=== Required actions ===
1) In the passage on general intelligence in animals, what does the Machiavellian intelligence hypothesis consider the driving force?
2) Continue the passage on general intelligence in animals from where it stops.

=== Page extract ===
As well as giving an insight into the anatomy of brainpower, g tests in non-human animals may also help us understand the evolutionary forces that lead to more flexible thinking. If greater general intelligence does require more brain growth and maintenance, as many researchers believe, then it must offer some big advantages to offset the costs. There are a few competing ideas. One is the cognitive buffer hypothesis: the idea that greater general intelligence allows an animal to cope with an unpredictable environment – improving, for instance, its capacity to forage for food in varied climates. Another, the Machiavellian intelligence hypothesis, considers competition between individuals as the driving force. For animals that live in big groups with complex hierarchies, it is important to keep track of allegiances and to outsmart rivals, all of which is thought to require greater brainpower.
Related to both of these ideas is the cultural intelligence hypothesis, which concerns the sharing of social information between individuals. A solitary animal may be able to find new ways of foraging, for example, but animals that live in a group can capitalise on the innovations of others without putting in that individual effort. “Using social information is much more efficient than trial and error,” says Burkart. The higher an animal’s general intelligence, the better it is likely to be at taking advantage of advances made by others. According to this hypothesis, greater general intelligence should therefore evolve in animals with plenty of opportunities for social learning. When Burkart and her colleagues examined the evidence for general intelligence in non-human animals, they concluded that the cultural intelligence idea is a promising explanation for general intelligence.

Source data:
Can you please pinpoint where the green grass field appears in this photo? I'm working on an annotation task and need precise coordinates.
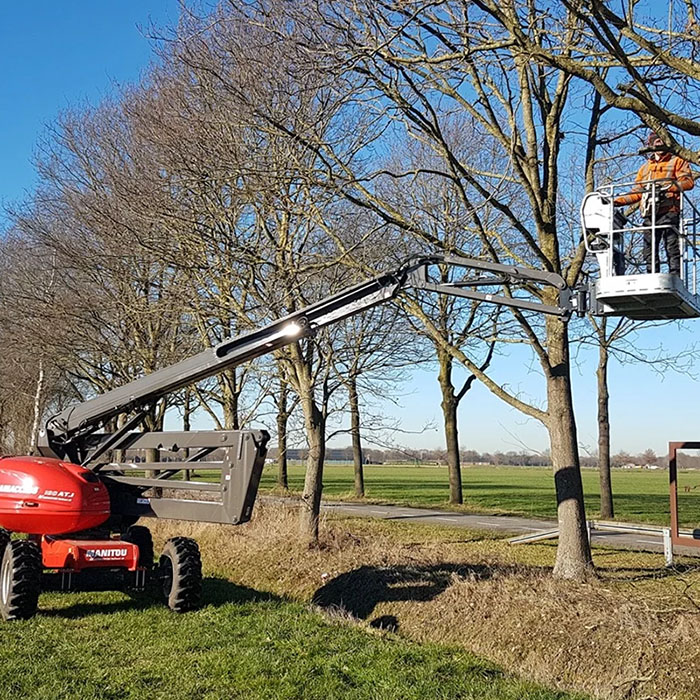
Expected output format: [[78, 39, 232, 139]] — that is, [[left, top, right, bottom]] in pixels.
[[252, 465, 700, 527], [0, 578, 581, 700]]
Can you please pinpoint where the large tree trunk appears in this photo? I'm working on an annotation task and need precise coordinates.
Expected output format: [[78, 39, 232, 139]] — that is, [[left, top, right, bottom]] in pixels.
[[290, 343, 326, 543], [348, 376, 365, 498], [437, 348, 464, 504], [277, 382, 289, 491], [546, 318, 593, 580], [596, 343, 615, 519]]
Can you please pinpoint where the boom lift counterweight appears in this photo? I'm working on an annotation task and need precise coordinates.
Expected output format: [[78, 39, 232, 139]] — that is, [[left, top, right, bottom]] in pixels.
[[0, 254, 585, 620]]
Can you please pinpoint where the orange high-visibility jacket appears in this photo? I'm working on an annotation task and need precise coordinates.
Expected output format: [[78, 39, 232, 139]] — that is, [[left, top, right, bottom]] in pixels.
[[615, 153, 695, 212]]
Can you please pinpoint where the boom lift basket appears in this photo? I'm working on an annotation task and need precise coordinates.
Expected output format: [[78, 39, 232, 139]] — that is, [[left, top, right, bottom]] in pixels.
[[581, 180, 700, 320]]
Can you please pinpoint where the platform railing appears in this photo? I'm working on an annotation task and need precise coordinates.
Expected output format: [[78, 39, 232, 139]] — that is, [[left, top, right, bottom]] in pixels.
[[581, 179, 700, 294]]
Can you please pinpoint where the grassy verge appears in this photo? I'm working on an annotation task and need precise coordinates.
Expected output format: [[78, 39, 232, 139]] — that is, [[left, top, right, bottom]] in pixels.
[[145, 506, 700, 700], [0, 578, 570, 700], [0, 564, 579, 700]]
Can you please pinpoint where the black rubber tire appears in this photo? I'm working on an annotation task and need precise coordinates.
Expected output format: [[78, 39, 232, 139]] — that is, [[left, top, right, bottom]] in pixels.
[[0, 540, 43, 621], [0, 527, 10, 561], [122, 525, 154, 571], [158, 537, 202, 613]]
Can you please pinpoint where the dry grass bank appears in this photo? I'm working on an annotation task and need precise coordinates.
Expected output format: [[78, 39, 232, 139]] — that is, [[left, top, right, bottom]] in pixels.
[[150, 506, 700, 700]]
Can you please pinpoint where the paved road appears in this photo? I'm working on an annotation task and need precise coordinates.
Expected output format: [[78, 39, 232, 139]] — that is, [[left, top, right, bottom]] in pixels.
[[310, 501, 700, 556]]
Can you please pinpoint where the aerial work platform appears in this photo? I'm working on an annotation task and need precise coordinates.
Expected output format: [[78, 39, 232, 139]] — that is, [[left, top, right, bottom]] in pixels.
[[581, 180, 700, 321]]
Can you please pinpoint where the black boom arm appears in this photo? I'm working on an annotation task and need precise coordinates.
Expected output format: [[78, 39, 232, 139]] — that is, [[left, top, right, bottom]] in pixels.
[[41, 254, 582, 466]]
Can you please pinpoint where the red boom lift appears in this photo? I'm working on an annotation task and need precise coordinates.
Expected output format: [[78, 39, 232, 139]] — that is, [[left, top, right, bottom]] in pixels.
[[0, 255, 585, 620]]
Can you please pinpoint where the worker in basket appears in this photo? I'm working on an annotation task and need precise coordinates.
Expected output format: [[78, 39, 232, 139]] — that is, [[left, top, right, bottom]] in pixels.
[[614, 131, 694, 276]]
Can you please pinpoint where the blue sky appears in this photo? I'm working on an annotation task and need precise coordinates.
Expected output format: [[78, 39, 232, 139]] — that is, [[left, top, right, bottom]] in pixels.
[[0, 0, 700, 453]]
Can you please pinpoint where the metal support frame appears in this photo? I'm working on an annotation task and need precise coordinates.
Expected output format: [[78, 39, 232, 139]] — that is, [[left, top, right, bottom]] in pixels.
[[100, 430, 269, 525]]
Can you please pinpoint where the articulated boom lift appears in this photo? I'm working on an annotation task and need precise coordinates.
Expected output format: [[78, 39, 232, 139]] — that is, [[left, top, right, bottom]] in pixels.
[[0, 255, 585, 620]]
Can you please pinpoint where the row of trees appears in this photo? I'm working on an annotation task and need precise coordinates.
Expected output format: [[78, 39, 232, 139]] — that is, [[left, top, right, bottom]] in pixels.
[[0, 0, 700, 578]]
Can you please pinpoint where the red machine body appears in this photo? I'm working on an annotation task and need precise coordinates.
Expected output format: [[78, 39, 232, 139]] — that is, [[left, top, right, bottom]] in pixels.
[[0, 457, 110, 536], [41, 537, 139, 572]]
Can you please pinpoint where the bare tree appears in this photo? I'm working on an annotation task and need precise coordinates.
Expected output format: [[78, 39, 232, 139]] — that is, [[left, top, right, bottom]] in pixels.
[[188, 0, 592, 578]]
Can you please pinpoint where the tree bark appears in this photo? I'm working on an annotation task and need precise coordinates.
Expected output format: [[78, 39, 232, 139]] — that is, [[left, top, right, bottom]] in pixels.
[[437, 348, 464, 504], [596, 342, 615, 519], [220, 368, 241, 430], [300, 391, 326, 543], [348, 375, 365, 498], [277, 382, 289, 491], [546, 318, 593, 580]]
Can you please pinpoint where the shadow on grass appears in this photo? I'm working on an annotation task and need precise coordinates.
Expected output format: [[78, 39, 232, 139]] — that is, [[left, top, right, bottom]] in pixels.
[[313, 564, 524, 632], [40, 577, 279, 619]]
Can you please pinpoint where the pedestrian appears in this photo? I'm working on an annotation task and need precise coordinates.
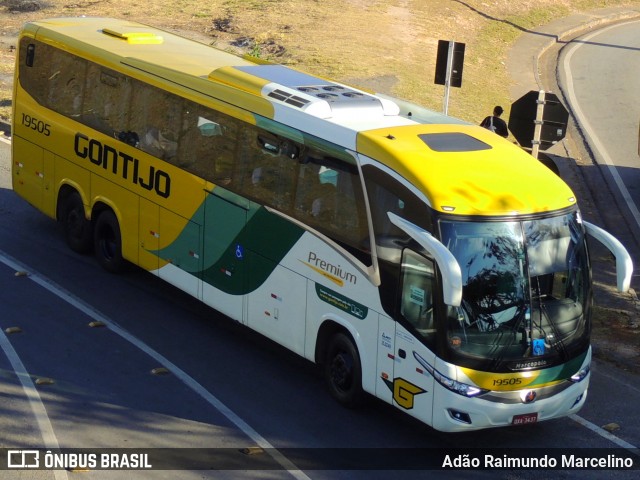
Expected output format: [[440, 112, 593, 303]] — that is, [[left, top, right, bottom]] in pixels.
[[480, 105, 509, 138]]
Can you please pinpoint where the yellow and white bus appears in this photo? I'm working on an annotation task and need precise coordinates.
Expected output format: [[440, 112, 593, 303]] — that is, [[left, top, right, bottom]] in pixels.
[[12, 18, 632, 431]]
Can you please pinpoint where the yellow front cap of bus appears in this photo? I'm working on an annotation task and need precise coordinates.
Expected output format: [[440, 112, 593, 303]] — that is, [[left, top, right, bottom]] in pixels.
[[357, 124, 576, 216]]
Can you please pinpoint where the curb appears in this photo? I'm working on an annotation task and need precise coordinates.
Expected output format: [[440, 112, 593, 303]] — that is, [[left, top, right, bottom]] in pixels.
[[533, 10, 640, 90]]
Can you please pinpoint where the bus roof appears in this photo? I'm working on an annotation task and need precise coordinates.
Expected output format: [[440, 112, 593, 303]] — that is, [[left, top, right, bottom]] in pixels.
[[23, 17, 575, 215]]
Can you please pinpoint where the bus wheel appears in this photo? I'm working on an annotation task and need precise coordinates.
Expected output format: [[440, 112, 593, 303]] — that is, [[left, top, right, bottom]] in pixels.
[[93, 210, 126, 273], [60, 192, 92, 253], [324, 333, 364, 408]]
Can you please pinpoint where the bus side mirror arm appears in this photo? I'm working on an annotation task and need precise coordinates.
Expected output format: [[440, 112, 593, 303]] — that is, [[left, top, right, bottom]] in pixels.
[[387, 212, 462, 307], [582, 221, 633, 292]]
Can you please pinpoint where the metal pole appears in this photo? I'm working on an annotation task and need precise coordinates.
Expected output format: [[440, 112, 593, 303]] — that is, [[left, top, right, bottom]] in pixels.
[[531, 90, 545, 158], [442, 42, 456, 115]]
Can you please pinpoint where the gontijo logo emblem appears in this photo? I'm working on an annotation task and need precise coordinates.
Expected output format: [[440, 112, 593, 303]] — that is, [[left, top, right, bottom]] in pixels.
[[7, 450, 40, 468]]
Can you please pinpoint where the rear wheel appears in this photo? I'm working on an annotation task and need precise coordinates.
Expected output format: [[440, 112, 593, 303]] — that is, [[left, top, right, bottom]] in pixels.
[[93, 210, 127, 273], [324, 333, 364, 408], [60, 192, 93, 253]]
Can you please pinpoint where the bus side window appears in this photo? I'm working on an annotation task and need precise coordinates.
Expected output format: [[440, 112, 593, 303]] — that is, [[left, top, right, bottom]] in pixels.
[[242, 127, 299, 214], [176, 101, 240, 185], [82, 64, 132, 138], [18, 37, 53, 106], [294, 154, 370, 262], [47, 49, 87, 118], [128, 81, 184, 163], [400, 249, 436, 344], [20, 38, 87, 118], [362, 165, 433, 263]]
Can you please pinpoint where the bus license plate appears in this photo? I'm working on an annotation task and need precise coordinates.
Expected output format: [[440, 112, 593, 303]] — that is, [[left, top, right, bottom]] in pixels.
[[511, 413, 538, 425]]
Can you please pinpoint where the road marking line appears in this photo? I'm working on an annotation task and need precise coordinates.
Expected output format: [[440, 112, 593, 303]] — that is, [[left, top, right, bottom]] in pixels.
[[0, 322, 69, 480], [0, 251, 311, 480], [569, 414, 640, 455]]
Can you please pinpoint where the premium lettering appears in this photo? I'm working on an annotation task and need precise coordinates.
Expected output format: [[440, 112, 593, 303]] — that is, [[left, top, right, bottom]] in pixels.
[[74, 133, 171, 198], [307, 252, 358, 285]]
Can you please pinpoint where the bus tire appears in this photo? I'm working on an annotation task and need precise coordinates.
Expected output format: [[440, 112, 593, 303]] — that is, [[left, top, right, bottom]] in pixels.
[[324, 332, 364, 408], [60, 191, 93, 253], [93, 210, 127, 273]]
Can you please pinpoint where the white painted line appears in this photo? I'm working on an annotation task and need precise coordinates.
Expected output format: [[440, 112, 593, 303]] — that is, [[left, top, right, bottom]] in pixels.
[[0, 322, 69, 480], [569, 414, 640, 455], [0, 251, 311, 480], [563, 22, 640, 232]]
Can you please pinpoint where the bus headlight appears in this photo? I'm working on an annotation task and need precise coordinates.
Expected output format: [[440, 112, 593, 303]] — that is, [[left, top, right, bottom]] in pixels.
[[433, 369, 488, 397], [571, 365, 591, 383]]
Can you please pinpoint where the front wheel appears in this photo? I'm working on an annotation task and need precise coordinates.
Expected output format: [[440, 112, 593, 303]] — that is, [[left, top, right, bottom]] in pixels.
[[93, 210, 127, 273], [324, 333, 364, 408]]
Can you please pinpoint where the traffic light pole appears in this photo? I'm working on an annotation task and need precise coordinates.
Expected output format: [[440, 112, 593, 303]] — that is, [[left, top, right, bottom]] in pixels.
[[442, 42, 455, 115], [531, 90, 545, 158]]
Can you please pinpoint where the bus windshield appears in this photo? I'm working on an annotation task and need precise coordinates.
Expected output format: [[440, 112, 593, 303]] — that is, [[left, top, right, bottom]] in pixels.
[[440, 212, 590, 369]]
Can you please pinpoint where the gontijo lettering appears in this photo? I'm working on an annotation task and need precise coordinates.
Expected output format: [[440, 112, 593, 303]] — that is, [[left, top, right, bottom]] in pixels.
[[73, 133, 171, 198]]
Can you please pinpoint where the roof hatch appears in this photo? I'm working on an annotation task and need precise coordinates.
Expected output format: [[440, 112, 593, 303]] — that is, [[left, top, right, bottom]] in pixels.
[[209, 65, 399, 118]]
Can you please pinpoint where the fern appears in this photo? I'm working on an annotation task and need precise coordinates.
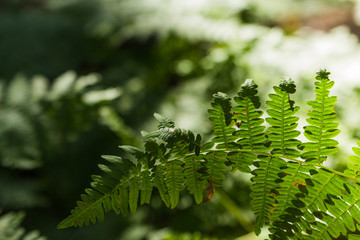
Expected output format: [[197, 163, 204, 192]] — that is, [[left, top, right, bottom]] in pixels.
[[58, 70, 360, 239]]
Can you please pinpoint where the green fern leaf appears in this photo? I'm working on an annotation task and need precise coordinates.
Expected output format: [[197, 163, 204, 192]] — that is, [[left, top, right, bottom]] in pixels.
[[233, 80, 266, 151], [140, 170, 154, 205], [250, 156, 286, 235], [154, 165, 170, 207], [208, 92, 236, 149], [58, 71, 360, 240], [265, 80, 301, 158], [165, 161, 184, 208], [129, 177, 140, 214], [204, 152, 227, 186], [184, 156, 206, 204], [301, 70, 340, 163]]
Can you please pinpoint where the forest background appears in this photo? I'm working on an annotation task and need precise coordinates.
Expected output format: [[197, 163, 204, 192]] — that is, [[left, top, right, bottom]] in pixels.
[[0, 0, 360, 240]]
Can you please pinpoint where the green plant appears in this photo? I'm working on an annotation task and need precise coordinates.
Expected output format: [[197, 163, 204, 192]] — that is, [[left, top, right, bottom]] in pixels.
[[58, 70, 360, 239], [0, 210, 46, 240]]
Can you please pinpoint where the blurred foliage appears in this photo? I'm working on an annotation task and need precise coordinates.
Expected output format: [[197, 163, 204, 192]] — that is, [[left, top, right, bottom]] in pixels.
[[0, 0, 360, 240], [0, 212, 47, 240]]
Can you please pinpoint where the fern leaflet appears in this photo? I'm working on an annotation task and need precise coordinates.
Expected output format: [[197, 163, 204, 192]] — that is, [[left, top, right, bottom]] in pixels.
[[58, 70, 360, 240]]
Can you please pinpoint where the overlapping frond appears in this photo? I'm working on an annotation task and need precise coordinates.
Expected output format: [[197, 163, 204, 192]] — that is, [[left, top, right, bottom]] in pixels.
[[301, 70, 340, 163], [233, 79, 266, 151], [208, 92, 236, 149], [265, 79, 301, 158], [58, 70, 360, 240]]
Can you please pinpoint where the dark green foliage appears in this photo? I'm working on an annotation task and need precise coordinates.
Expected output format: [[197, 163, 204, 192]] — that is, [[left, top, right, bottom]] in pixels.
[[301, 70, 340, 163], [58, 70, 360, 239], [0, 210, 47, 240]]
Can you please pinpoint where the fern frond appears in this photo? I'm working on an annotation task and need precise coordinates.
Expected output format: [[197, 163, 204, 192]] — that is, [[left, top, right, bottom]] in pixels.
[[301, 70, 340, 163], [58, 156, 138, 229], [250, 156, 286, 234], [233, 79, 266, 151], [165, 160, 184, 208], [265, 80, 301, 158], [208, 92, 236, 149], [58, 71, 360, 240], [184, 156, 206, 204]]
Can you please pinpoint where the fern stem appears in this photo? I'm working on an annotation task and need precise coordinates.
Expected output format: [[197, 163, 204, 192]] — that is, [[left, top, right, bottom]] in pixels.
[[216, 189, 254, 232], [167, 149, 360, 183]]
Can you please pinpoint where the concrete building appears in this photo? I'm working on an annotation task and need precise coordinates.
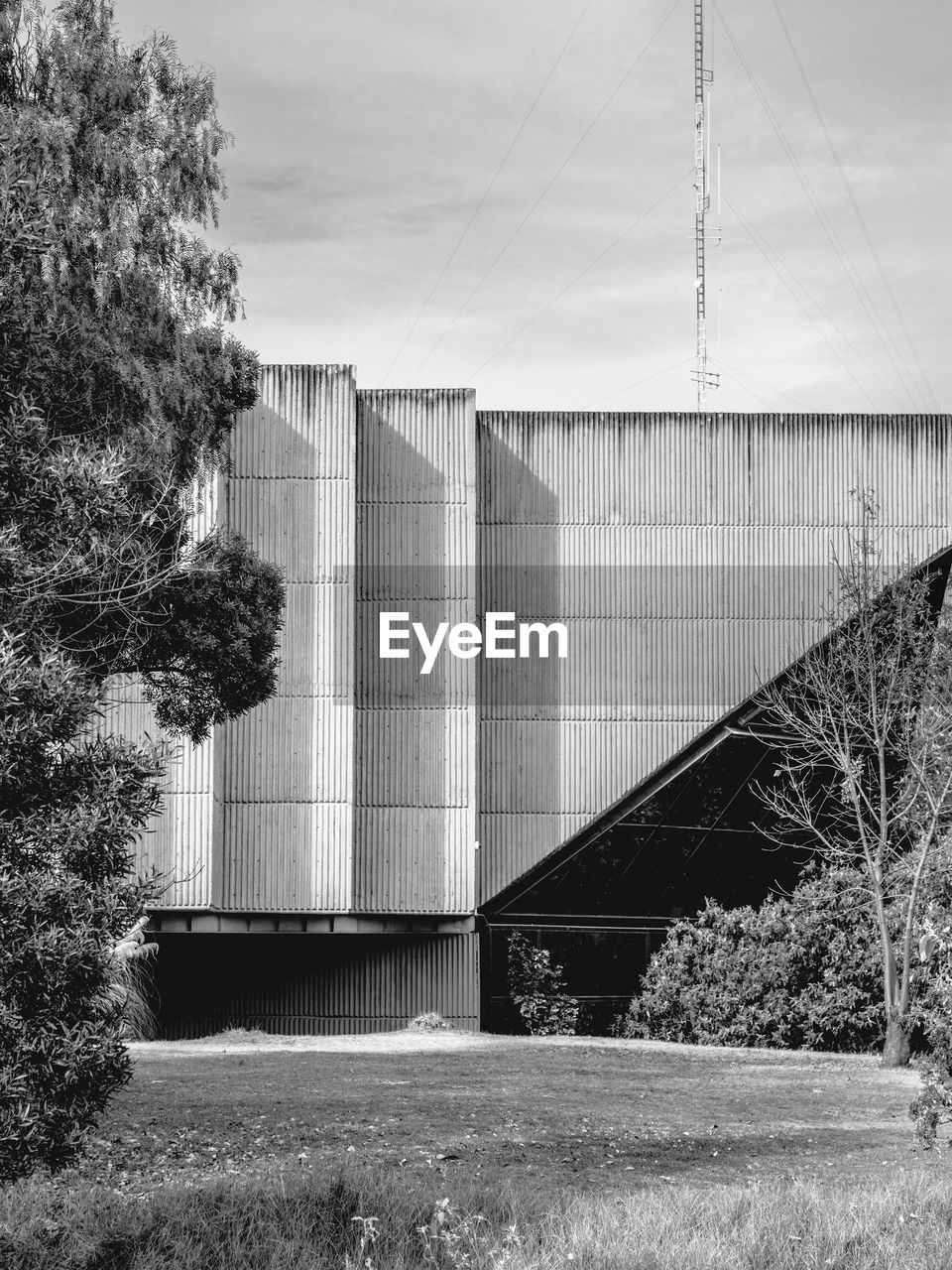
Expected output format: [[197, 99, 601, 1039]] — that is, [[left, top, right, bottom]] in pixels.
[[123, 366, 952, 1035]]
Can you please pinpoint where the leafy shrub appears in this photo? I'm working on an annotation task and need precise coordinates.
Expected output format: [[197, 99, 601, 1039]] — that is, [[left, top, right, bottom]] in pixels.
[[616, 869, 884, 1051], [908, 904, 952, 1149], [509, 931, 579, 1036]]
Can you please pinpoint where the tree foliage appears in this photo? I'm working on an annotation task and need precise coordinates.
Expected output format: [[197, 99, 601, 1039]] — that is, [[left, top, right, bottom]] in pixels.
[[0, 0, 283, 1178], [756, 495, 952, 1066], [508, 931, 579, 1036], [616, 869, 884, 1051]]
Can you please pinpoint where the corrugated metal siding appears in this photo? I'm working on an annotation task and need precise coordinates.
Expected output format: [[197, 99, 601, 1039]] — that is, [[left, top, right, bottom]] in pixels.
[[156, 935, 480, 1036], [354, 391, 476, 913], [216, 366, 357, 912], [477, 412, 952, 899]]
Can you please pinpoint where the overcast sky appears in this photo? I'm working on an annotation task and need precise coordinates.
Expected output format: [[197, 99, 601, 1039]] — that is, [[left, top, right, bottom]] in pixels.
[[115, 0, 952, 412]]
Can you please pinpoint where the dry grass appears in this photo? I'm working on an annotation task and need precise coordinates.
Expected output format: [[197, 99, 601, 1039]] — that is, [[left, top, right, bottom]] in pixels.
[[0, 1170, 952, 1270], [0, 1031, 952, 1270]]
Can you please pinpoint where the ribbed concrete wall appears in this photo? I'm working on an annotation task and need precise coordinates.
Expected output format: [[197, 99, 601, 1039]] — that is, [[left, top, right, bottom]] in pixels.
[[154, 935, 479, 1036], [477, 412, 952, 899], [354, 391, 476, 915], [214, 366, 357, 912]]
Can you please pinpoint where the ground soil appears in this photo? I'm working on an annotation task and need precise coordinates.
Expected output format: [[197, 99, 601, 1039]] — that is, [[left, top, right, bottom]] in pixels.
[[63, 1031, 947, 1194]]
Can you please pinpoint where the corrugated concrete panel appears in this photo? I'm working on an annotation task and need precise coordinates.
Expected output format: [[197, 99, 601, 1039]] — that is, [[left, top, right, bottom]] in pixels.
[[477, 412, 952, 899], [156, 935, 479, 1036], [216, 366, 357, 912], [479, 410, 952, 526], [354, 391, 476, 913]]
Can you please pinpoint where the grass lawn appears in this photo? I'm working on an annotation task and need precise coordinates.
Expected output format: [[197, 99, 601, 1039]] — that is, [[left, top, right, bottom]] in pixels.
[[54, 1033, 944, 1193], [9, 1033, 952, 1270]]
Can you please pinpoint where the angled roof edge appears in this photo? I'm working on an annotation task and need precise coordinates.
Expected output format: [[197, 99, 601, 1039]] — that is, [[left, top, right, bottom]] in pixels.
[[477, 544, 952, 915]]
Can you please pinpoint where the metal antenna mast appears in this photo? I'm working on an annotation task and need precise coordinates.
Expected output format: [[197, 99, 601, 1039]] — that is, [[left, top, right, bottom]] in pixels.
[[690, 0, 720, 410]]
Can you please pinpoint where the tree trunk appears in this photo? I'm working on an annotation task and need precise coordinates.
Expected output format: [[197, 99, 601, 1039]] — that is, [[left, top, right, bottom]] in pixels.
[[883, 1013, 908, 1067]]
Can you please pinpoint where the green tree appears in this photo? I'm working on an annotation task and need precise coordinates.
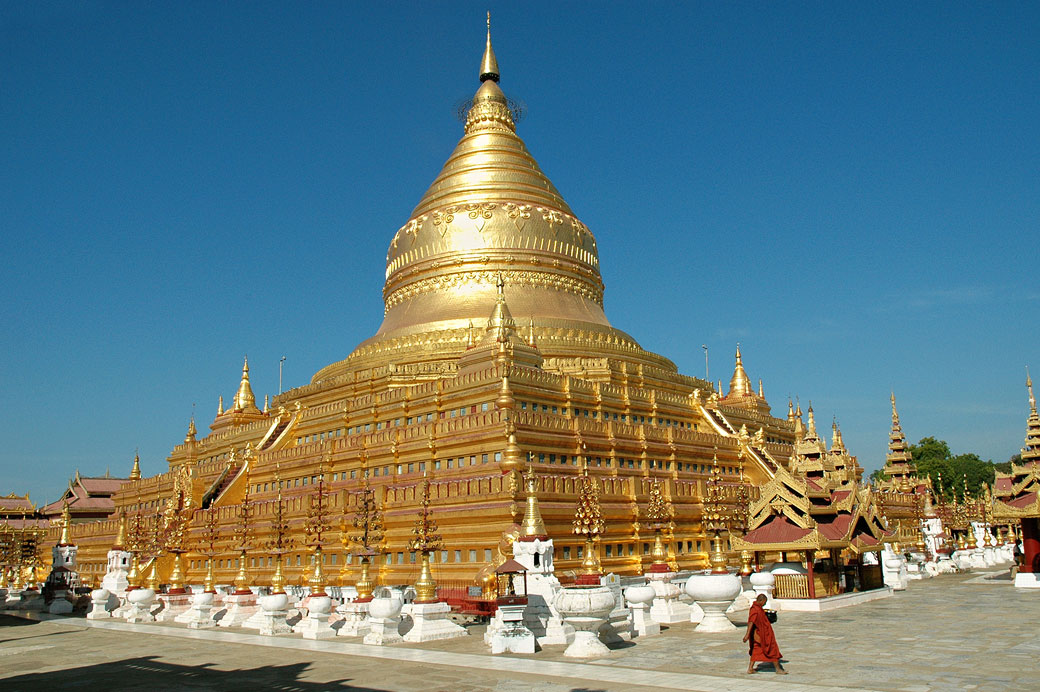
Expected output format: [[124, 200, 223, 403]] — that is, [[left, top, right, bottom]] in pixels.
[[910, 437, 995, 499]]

=== Answers for each item ===
1) Competition between individuals.

2)
Some early evidence for this assertion comes from comparisons of Sumatran and Bornean orangutans. The two species are thought to have diverged around a million years ago. Although their habitats today are very similar, the Bornean apes are solitary and dispersed, whereas the Sumatran ones tend to live in denser populations, which should give more opportunities for social learning. Observations in the wild show that young Sumatran orangutans do take advantage of this: juveniles spend more time watching others than their Bornean counterparts do. The result is a broader repertoire of socially learned behaviours. They use leaves as a type of glove to handle spiny fruit, for example – a behaviour not typically seen among Bornean orangutans.
According to the cultural intelligence hypothesis, the potential exchange of social information should have driven the evolution of a quicker and more flexible brain that is more adept at all kinds of problem-solving. Sure enough, Burkart’s colleagues at the University of Zurich have found that Sumatran orangutans performed better on a range of cognitive tasks, such as extracting food from a puzzling contraption, which would require higher general intelligence. Their brains are also slightly bigger than those of the Bornean orangutan, supporting the notion that higher general intelligence requires greater reserves of neural tissue.
“This may help us understand the evolutionary forces that lead to more flexible thinking”
Human evolution would, of course, exemplify the cultural intelligence hypothesis of brain evolution. From the first stone tools to today’s books, computers and smartphones, our lives have depended on our ability to exploit the advances of others. However, when we fully explore the extent of animal intelligence, we may find that many other creatures are on a similar path.